Task to complete:
Give the count of lines in the records below that contain "street", with no other words.

= = =

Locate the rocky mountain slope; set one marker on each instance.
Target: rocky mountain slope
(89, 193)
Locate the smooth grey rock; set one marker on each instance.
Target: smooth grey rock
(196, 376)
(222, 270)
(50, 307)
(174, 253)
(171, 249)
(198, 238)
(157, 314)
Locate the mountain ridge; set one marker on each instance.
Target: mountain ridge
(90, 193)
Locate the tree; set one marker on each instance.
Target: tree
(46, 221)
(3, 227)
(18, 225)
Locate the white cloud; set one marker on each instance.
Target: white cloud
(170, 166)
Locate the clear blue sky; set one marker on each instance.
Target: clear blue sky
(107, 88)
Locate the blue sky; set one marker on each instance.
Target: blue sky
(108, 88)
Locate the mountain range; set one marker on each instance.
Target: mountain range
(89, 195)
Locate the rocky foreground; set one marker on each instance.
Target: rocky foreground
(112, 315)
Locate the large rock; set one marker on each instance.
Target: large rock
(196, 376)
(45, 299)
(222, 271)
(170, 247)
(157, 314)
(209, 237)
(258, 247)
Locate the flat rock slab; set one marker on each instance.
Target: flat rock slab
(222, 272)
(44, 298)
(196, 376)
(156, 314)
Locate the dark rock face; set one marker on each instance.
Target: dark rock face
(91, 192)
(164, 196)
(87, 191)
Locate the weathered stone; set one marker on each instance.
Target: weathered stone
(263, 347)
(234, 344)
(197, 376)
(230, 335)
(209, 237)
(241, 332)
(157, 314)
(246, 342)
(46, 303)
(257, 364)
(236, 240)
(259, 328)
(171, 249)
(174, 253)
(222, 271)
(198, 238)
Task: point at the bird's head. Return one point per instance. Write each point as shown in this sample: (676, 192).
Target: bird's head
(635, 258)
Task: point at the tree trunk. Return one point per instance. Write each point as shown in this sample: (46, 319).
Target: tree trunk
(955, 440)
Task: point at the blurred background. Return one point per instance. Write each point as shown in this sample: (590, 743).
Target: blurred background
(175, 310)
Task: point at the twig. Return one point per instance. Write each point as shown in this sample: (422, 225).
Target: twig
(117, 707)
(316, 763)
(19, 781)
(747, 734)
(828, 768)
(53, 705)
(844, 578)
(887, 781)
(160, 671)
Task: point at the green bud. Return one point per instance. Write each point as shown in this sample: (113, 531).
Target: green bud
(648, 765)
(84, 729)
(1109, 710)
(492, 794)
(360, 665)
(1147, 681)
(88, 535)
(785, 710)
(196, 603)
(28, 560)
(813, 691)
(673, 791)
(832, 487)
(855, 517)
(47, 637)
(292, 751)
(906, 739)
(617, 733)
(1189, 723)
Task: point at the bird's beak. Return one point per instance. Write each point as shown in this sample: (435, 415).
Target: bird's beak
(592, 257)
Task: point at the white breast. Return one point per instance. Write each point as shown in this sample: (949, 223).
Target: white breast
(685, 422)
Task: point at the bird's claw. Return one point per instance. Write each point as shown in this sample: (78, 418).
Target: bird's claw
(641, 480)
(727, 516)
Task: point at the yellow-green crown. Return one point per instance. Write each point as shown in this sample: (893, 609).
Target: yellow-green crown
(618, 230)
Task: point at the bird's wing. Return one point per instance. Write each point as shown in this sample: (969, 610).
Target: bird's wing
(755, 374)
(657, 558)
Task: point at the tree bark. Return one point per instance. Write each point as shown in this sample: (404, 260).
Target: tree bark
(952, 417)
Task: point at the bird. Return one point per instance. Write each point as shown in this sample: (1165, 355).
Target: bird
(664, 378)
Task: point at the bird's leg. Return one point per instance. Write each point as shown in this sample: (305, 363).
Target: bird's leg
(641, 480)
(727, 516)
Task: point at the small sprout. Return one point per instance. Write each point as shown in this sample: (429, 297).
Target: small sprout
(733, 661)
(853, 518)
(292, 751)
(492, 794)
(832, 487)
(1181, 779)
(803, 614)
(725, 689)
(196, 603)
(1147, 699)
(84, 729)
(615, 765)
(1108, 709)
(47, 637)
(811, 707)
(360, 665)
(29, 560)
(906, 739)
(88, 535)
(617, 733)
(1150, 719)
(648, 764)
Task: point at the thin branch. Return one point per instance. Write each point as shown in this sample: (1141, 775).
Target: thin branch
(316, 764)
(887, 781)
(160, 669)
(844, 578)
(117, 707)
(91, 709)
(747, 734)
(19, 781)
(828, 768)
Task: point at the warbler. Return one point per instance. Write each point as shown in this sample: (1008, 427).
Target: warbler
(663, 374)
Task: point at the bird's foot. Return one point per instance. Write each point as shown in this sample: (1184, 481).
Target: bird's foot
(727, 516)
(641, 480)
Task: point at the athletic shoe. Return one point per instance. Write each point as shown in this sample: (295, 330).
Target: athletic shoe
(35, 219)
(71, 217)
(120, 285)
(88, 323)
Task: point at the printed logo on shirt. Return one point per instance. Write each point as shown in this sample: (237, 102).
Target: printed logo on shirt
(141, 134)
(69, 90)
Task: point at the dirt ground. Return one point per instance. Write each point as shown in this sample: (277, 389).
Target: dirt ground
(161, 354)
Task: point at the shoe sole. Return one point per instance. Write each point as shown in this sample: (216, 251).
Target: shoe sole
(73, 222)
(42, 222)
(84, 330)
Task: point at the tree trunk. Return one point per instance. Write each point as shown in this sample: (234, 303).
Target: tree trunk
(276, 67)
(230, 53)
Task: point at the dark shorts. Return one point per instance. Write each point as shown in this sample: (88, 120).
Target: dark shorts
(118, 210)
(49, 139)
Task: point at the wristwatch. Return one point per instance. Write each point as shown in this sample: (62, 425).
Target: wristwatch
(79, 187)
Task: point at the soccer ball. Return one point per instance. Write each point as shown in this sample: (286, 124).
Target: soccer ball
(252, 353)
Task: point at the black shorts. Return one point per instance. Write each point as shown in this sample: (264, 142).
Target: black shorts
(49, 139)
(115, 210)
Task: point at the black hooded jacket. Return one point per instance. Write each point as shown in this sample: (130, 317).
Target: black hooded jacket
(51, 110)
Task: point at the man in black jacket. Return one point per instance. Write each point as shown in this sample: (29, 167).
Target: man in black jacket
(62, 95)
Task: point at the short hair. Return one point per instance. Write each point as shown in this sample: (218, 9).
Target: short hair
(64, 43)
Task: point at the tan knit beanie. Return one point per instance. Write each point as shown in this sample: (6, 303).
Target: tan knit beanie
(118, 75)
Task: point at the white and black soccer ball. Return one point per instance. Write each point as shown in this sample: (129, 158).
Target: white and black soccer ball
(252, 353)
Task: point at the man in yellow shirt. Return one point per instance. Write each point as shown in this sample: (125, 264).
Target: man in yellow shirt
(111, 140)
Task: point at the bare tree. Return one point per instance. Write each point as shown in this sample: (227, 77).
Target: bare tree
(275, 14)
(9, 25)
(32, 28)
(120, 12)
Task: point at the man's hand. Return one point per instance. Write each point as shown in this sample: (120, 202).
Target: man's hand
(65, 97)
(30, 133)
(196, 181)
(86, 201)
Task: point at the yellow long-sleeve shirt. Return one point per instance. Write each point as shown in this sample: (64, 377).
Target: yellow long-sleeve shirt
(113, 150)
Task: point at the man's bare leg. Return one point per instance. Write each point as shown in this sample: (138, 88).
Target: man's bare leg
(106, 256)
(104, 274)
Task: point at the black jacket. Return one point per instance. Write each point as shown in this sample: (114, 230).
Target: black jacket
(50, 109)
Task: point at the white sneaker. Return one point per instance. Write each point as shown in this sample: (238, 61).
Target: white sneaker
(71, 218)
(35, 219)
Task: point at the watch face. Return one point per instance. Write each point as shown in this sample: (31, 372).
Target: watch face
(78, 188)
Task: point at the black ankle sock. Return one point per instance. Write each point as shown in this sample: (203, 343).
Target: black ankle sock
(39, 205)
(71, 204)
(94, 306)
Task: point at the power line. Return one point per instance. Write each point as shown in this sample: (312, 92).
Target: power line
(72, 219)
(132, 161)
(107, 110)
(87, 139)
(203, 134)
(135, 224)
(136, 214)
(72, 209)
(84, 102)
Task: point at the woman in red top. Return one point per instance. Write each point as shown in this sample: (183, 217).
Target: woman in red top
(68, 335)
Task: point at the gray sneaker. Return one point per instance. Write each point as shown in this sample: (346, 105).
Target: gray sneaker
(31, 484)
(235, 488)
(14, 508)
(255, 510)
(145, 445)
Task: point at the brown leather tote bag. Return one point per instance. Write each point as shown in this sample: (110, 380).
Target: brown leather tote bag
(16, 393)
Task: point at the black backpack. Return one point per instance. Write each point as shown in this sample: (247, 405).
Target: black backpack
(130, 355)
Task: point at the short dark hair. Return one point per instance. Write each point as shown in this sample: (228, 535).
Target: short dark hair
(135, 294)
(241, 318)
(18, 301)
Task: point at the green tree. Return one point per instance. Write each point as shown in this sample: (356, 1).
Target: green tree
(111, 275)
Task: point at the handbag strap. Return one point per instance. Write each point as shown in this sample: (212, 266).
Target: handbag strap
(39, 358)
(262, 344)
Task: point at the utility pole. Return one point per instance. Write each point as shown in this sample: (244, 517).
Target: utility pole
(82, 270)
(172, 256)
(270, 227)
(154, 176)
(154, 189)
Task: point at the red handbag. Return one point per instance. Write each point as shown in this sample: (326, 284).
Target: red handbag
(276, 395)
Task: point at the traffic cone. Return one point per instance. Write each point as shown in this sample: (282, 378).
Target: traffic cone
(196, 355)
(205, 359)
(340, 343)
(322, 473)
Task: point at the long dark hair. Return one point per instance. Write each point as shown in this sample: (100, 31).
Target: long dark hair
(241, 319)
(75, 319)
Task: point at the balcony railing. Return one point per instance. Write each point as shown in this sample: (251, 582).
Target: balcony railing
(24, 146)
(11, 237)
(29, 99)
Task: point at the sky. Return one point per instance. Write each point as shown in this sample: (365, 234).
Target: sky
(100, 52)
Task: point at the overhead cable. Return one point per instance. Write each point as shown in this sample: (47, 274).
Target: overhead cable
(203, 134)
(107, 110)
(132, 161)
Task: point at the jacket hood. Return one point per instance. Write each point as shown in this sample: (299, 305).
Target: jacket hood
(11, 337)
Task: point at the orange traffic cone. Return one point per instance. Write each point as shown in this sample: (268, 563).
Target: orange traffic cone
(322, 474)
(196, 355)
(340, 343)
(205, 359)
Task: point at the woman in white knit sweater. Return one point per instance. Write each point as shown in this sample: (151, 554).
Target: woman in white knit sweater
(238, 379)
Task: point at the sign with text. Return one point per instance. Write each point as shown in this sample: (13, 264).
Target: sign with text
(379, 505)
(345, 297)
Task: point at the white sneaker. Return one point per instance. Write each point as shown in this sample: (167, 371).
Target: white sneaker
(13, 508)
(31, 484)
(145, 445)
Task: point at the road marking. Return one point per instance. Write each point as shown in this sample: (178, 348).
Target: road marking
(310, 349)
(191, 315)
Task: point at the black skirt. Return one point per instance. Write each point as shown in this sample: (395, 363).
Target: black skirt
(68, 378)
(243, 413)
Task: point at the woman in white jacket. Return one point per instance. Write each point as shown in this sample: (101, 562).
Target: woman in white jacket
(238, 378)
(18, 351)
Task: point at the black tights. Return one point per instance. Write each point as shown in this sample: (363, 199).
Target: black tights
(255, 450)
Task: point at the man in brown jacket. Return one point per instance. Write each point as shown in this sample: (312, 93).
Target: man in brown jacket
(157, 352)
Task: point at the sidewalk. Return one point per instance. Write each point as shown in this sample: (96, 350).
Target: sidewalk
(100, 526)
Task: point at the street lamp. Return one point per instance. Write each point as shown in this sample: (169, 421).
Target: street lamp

= = =

Output of the task:
2